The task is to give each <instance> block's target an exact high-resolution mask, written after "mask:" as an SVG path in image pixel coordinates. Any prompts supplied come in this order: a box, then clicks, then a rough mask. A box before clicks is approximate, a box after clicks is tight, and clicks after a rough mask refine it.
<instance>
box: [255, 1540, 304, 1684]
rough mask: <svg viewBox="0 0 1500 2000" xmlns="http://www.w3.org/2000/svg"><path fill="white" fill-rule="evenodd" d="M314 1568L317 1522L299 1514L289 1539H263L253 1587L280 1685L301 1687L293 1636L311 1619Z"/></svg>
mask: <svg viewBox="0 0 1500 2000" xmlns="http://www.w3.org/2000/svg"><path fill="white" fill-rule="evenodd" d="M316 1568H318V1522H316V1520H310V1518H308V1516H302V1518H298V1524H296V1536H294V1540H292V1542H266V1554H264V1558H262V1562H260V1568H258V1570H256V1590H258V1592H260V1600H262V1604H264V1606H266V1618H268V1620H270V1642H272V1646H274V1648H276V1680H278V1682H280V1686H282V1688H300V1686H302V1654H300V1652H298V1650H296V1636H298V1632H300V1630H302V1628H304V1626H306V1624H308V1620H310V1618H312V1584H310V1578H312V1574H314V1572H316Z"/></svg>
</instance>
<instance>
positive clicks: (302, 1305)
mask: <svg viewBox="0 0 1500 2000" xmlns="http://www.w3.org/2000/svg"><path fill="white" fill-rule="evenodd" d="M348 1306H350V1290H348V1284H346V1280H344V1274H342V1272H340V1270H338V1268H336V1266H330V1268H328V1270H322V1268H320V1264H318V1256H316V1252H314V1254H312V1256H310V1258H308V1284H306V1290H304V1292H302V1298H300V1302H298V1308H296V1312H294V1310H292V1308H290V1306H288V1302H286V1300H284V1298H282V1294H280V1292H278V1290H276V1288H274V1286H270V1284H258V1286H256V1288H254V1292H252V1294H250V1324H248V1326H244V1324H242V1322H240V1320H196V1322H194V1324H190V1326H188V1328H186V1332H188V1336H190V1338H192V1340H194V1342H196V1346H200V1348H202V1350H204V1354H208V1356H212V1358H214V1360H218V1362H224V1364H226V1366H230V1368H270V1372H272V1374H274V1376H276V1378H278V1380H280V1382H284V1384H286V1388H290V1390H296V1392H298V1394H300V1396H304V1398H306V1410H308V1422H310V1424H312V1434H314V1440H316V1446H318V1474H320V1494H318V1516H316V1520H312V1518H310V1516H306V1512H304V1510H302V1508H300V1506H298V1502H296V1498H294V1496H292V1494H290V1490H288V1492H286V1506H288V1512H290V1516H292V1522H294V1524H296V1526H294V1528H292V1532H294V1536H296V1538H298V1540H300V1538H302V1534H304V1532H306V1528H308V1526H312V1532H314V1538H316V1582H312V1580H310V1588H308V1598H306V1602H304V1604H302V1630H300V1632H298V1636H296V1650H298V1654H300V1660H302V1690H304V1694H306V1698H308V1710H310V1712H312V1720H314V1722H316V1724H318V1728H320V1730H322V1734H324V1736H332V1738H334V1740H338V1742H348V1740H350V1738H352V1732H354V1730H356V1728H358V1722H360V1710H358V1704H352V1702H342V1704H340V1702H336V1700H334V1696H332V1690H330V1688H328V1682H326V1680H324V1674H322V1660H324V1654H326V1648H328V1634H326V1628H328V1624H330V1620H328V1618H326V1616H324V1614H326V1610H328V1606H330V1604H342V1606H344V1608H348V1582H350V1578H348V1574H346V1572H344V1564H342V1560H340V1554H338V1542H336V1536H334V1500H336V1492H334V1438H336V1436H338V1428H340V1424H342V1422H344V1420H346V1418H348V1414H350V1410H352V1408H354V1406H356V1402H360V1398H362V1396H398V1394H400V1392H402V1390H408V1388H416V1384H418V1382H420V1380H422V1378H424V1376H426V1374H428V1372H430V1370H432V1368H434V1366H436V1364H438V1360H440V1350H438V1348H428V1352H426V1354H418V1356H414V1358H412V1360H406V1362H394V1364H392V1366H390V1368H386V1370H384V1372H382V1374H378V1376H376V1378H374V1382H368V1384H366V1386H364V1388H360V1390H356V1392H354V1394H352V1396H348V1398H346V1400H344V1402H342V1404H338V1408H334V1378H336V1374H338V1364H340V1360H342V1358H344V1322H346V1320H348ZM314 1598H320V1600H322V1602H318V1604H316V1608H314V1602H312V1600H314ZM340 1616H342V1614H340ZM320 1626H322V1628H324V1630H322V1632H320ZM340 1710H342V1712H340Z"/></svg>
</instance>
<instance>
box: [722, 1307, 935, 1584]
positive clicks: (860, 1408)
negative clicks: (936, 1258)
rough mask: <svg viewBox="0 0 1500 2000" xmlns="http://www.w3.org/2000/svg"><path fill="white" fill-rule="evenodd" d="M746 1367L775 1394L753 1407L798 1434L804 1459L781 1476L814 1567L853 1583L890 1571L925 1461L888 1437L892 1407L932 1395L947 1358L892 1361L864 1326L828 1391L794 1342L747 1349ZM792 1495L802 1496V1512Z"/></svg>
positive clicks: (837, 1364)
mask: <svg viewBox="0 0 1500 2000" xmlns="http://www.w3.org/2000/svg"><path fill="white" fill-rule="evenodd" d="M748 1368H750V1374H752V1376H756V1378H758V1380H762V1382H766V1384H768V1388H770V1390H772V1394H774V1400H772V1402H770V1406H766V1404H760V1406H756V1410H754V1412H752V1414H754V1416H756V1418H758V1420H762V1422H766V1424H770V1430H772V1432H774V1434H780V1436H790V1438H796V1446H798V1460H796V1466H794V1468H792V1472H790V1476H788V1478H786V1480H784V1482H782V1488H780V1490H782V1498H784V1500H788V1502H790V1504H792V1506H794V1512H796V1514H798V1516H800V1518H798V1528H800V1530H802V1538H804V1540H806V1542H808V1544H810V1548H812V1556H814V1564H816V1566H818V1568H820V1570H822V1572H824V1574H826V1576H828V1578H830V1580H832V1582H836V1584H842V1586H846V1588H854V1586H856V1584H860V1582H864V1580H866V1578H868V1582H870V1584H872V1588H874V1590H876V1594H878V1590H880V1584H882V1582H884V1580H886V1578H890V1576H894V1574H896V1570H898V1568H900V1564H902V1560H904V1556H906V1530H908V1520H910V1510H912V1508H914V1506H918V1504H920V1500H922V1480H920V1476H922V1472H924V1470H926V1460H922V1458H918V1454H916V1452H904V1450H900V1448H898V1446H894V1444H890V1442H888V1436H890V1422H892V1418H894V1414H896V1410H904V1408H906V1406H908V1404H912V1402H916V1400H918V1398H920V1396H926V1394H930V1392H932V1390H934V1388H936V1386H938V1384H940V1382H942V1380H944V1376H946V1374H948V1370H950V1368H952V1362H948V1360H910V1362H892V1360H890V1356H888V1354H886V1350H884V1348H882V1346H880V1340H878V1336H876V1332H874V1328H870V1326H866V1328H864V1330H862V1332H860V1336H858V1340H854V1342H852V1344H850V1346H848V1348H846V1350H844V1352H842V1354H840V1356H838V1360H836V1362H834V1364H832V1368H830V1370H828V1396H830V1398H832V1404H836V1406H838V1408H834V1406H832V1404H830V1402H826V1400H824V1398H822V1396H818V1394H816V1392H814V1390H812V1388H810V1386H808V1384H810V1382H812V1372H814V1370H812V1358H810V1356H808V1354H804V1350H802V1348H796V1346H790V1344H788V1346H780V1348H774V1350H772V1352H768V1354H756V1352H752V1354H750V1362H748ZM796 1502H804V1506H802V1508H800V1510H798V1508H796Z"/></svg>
*-*-*
### [Problem requirements]
Copy down the whole of the data above, matching it exactly.

### [Written solution]
The task is to give each <instance> block's target an exact high-resolution mask, written after "mask:" as an SVG path in image pixel coordinates. Any prompts supplied come in this order: a box, then clicks, then a rough mask. A box before clicks is approximate, a box after clicks is tight, and clicks after a rough mask refine it.
<instance>
box: [255, 1540, 304, 1684]
rough mask: <svg viewBox="0 0 1500 2000" xmlns="http://www.w3.org/2000/svg"><path fill="white" fill-rule="evenodd" d="M314 1568L317 1522L299 1514L289 1539H263L253 1587L280 1685L301 1687L293 1636L311 1619Z"/></svg>
mask: <svg viewBox="0 0 1500 2000" xmlns="http://www.w3.org/2000/svg"><path fill="white" fill-rule="evenodd" d="M316 1568H318V1522H316V1520H310V1518H308V1516H302V1518H298V1524H296V1536H294V1540H292V1542H266V1554H264V1558H262V1562H260V1568H258V1570H256V1590H258V1592H260V1600H262V1604H264V1606H266V1618H268V1620H270V1642H272V1646H274V1648H276V1680H278V1682H280V1686H282V1688H300V1686H302V1654H300V1652H298V1650H296V1636H298V1632H300V1630H302V1628H304V1626H306V1624H308V1620H310V1618H312V1584H310V1578H312V1574H314V1572H316Z"/></svg>
</instance>
<instance>
positive clicks: (302, 1305)
mask: <svg viewBox="0 0 1500 2000" xmlns="http://www.w3.org/2000/svg"><path fill="white" fill-rule="evenodd" d="M348 1306H350V1290H348V1284H346V1280H344V1274H342V1272H340V1270H338V1268H336V1266H330V1268H328V1270H322V1268H320V1264H318V1256H316V1252H314V1254H312V1256H310V1258H308V1284H306V1290H304V1292H302V1298H300V1302H298V1308H296V1312H294V1310H292V1308H290V1306H288V1302H286V1300H284V1298H282V1294H280V1292H278V1290H276V1288H274V1286H270V1284H258V1286H256V1288H254V1292H252V1294H250V1324H248V1326H244V1324H242V1322H240V1320H196V1322H194V1324H190V1326H188V1328H186V1332H188V1336H190V1338H192V1340H194V1342H196V1346H200V1348H202V1350H204V1354H208V1356H212V1358H214V1360H218V1362H224V1364H226V1366H230V1368H270V1372H272V1374H274V1376H276V1378H278V1380H280V1382H284V1384H286V1388H290V1390H296V1392H298V1394H300V1396H304V1398H306V1410H308V1422H310V1424H312V1434H314V1440H316V1446H318V1474H320V1494H318V1516H316V1520H312V1518H310V1516H306V1512H304V1510H302V1508H300V1506H298V1502H296V1498H294V1496H292V1494H290V1490H288V1492H286V1506H288V1512H290V1516H292V1522H294V1524H296V1526H294V1528H292V1532H294V1536H296V1538H298V1540H300V1538H302V1534H304V1532H306V1528H308V1526H312V1532H314V1538H316V1582H312V1580H310V1588H308V1598H306V1602H304V1604H302V1630H300V1632H298V1636H296V1650H298V1654H300V1660H302V1690H304V1694H306V1698H308V1710H310V1712H312V1720H314V1722H316V1724H318V1728H320V1730H322V1734H324V1736H332V1738H334V1740H338V1742H348V1740H350V1738H352V1732H354V1730H356V1728H358V1722H360V1710H358V1704H352V1702H342V1704H340V1702H336V1700H334V1696H332V1690H330V1688H328V1682H326V1680H324V1674H322V1660H324V1654H326V1648H328V1634H326V1628H328V1624H330V1620H328V1618H326V1616H324V1614H326V1610H328V1606H330V1604H342V1606H344V1608H348V1582H350V1578H348V1574H346V1572H344V1564H342V1560H340V1554H338V1542H336V1536H334V1500H336V1492H334V1438H336V1436H338V1428H340V1424H342V1422H344V1420H346V1418H348V1414H350V1410H352V1408H354V1406H356V1402H360V1398H362V1396H398V1394H400V1392H402V1390H408V1388H416V1384H418V1382H420V1380H422V1378H424V1376H426V1374H428V1372H430V1370H432V1368H434V1366H436V1364H438V1360H440V1350H438V1348H428V1352H426V1354H418V1356H414V1358H412V1360H406V1362H394V1364H392V1366H390V1368H386V1370H384V1372H382V1374H378V1376H376V1378H374V1382H368V1384H366V1386H364V1388H360V1390H356V1392H354V1394H352V1396H348V1398H346V1400H344V1402H342V1404H338V1408H334V1378H336V1374H338V1364H340V1360H342V1358H344V1322H346V1320H348ZM314 1598H320V1600H322V1602H318V1604H316V1608H314V1602H312V1600H314ZM340 1616H342V1614H340ZM320 1626H322V1628H324V1630H322V1632H320ZM340 1710H342V1712H340Z"/></svg>
</instance>
<instance>
box: [722, 1307, 935, 1584]
positive clicks: (860, 1408)
negative clicks: (936, 1258)
rough mask: <svg viewBox="0 0 1500 2000" xmlns="http://www.w3.org/2000/svg"><path fill="white" fill-rule="evenodd" d="M746 1367L775 1394L753 1407L798 1434L804 1459L781 1476L814 1567L853 1583L890 1571L925 1461L888 1437L892 1407L932 1395L947 1358L892 1361L864 1326L828 1391L794 1342L747 1349ZM792 1495L802 1496V1512Z"/></svg>
positive clicks: (837, 1364)
mask: <svg viewBox="0 0 1500 2000" xmlns="http://www.w3.org/2000/svg"><path fill="white" fill-rule="evenodd" d="M748 1368H750V1374H752V1376H756V1378H758V1380H762V1382H766V1384H768V1388H770V1390H772V1394H774V1400H772V1402H770V1406H766V1404H760V1406H756V1410H754V1412H752V1414H754V1416H756V1418H758V1420H762V1422H766V1424H770V1430H772V1432H774V1434H780V1436H790V1438H796V1446H798V1460H796V1466H794V1468H792V1472H790V1476H788V1478H786V1480H784V1482H782V1488H780V1490H782V1498H784V1500H788V1502H790V1504H792V1506H794V1512H796V1514H798V1516H800V1518H798V1528H800V1530H802V1538H804V1540H806V1542H808V1544H810V1548H812V1556H814V1564H816V1566H818V1568H820V1570H822V1572H824V1574H826V1576H828V1578H830V1580H832V1582H836V1584H842V1586H846V1588H854V1586H856V1584H860V1582H864V1580H866V1578H868V1582H870V1584H872V1588H874V1590H876V1594H878V1590H880V1584H882V1582H884V1580H886V1578H890V1576H894V1574H896V1570H898V1568H900V1564H902V1560H904V1556H906V1530H908V1520H910V1510H912V1508H914V1506H918V1504H920V1500H922V1480H920V1476H922V1472H924V1470H926V1460H922V1458H918V1454H916V1452H904V1450H900V1448H898V1446H894V1444H890V1442H888V1436H890V1422H892V1418H894V1414H896V1410H904V1408H906V1406H908V1404H912V1402H916V1400H918V1398H920V1396H926V1394H930V1392H932V1390H934V1388H936V1386H938V1384H940V1382H942V1380H944V1376H946V1374H948V1370H950V1368H952V1362H948V1360H910V1362H892V1360H890V1356H888V1354H886V1350H884V1348H882V1346H880V1340H878V1336H876V1332H874V1328H870V1326H866V1328H864V1330H862V1332H860V1336H858V1340H854V1342H852V1344H850V1346H848V1348H846V1350H844V1352H842V1354H840V1356H838V1360H836V1362H834V1364H832V1368H830V1370H828V1396H830V1398H832V1404H836V1406H838V1408H834V1406H832V1404H830V1402H826V1400H824V1398H822V1396H818V1394H816V1392H814V1390H812V1388H810V1386H808V1384H810V1382H812V1372H814V1370H812V1358H810V1356H808V1354H804V1350H802V1348H796V1346H790V1344H788V1346H780V1348H774V1350H772V1352H768V1354H756V1352H752V1354H750V1362H748ZM796 1502H804V1506H802V1508H800V1510H798V1508H796Z"/></svg>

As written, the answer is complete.